## Work task 1
In the aviation career post, copy the passage from "Been around the" to "taught was located.)", changing "corporate" to "business".
## Work task 2
Write a continuation of the aviation career post, picking up after its last sentence.

Finally retired's picture

Been around the horn since 1967 in aviation as a USAF aircraft maintenance officer, civilian chief of maintenance of a large corporate flight department, corporate pilot, major airline maintenance supervisor, and a service representative for two engine manufacturers. I even taught for the better part of a year at one of the AIM school mentioned above. (I have to say their pay scale for instructors was absolutely horrible, especially in the very high-cost of living area where the school I taught was located.)

The only remotely decent jobs I had were the USAF and the engine manufacturer service rep positions. My advice to a young man of woman would be to go to a decent state university (NOT Embry-Riddle) and get a mechanical engineering degree. Do NOT get an aeronautical engineering degree as you can always find work with a ME,which is not the case with an AE. Then join the USAF or Navy or Coast Guard as a pilot or Maintenance Officer and stay in as long as possible - retire if you can. Avoid the US Army and Marines like the plague. Then leverage that experience to get employed with a good airframe or engine manufacturer. Rolls-Royce, Dassault, and Embraer come to mind. Avoid at all costs Hawker-Beechcraft, Cessna, Piper, Teledyne Continental Motors, and Lycoming.

As for the airline A&P mechanic position the pay is horrible, you will be working night shift which plays hell with your health and family life, you will start out in a main hub which is often a very high-cost metro area. After years of that you will be able to move out to an out-station where you will return to midnight shifts again. Your airline will almost certainly go bankrupt whill you are there. Just not worth it at all, especially if you have any regard or responsibility toward your family members.

(Stored data entries)
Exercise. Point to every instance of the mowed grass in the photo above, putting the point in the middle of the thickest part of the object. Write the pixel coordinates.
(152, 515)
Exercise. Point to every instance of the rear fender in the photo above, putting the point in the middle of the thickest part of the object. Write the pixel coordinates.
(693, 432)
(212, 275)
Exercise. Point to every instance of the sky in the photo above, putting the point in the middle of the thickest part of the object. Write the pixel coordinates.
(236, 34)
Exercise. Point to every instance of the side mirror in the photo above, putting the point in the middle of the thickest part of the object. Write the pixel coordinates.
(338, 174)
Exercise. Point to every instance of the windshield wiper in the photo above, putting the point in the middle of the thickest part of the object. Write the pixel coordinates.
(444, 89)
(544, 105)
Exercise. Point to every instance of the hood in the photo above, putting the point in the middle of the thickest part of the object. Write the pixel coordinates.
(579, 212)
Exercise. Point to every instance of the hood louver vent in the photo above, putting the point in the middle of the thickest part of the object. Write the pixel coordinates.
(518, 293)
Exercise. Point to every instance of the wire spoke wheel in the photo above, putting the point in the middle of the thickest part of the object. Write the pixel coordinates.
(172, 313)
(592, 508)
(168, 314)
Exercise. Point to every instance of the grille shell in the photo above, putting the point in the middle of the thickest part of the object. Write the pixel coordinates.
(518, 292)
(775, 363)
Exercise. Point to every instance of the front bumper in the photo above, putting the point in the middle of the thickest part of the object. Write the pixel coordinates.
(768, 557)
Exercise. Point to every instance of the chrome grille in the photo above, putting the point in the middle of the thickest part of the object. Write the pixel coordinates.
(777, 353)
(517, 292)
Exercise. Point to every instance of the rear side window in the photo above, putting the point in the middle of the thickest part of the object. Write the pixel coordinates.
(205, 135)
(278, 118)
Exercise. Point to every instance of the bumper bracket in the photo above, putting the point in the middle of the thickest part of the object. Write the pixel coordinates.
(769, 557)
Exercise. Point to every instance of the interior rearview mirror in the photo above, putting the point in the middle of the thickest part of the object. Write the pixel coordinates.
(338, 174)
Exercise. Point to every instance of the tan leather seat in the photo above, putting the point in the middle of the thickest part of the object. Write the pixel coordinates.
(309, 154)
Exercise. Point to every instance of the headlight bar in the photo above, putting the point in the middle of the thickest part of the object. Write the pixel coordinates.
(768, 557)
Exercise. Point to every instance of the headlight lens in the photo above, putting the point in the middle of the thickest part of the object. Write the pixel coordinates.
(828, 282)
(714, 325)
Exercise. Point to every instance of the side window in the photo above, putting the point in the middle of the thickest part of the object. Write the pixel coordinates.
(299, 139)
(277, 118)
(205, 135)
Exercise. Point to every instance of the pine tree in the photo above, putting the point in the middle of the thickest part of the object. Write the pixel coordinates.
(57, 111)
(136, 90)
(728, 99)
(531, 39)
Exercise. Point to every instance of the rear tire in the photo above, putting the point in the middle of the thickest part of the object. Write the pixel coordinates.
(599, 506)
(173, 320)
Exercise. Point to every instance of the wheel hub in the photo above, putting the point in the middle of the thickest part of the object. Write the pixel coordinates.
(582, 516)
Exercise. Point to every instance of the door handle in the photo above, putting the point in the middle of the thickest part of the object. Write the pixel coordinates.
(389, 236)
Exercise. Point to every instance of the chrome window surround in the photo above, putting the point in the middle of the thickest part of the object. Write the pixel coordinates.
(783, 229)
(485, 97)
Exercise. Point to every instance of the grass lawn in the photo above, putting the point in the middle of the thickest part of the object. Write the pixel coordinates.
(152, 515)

## Reply 1
Been around the horn since 1967 in aviation as a USAF aircraft maintenance officer, civilian chief of maintenance of a large business flight department, business pilot, major airline maintenance supervisor, and a service representative for two engine manufacturers. I even taught for the better part of a year at one of the AIM school mentioned above. (I have to say their pay scale for instructors was absolutely horrible, especially in the very high-cost of living area where the school I taught was located.)

## Reply 2
R. Randall Padfield's picture

Hello Finally Retired,

Thanks for the well reasoned post. I just wonder why you don’t recommend a degree from Embry-Riddle for budding maintenance professionals. I don’t know any maintenance folks from ERAU that I could identify as such, but I do know other ERAU grads (pilots and others), and I’ve found them well educated. I do know ERAU can be pricey, as my daughter had considered going there.

I also wonder why you recommend that maintenance grads avoid the U.S. Army and Marines. So you know, I am former USAF (joined in 1967, too). Again, I have met and know people in all the services, though they are mostly pilots or former pilots.

Randy Padfield

Editor-in-Chief, AIN

Finally retired's picture

Thank you for your questions. I was trying to write a (brief) reply when American Airlines wrote it for me. American is planning a 13,000 employee reduction including 4,600 mechanics. FOUR THOUSAND SIX HUNDRED MECHANICS!. American is effectively closing their Ft. Worth maintenance base and scaling back their Tulsa maintenance base. Gone will be the relatively high-paying jobs with pension plans, medical benefits, and other middle-class benefits. How many spouses are also affected? How many kids?

American's work will be done by "third-party" mechanics in low cost non-union shops in the US, and more and more likely overseas. The employees will have low pay, no benefits, and no job security. A lot of these displaced mechanics will be competing with recent A&P school graduates for short-term "contract" jobs in the Middle East cesspools, if they don't get out of aviation altogether. Happily the Dallas-Ft. Worth area of Texas might be able to absorb the displaced mechanics in other industries. Godspeed to them.

I recently read another article where a mechanic for a major US airline was fired for reporting a large crack in a structural member of an airliner undergoing a heavy check. The area where he found the crack was not in his work area!

I really think you need to rethink and revise your article.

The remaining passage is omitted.